### [Task data]
⟨

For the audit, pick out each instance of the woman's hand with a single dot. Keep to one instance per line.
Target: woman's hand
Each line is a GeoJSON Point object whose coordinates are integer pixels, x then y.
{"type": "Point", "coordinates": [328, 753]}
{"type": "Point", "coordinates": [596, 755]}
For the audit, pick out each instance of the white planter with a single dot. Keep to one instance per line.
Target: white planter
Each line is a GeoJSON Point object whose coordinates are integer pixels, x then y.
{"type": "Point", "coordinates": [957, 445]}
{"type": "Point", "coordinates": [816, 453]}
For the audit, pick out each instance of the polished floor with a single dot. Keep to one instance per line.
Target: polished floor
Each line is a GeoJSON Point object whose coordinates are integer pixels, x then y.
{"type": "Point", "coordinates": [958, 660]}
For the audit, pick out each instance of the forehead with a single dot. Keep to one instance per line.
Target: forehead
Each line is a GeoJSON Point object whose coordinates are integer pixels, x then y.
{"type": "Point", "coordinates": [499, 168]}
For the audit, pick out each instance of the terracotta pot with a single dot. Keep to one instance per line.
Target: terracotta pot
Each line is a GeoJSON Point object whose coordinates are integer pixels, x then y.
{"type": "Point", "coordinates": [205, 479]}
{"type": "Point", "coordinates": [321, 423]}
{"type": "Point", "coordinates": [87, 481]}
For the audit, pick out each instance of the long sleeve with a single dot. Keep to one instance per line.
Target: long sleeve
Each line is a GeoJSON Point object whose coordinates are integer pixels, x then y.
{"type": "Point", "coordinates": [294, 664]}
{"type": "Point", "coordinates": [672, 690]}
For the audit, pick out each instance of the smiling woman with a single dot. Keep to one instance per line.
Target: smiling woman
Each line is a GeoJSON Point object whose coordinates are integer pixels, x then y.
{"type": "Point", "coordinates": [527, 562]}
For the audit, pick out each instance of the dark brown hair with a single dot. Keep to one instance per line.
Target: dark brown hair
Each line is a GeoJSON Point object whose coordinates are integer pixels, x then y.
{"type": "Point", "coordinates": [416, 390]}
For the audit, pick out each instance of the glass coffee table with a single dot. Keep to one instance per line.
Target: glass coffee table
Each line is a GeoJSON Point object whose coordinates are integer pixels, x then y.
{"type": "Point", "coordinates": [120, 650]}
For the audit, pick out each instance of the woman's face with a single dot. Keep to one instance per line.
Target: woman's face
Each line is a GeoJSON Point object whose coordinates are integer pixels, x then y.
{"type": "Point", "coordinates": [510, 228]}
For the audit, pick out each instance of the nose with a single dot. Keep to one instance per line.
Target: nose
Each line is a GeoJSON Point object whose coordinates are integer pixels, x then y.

⟩

### [Exercise description]
Give everything from the line containing "For the audit, pick out each instance of the nose" down to the end of the material as a JSON list of strings, one string per line, leaving out blank lines.

### [Response to the task]
[
  "For the audit, pick out each instance of the nose with a single dot. Keep to one instance per line.",
  "Target: nose",
  "Each line is a GeoJSON Point object whose coordinates are integer pixels, x then y."
]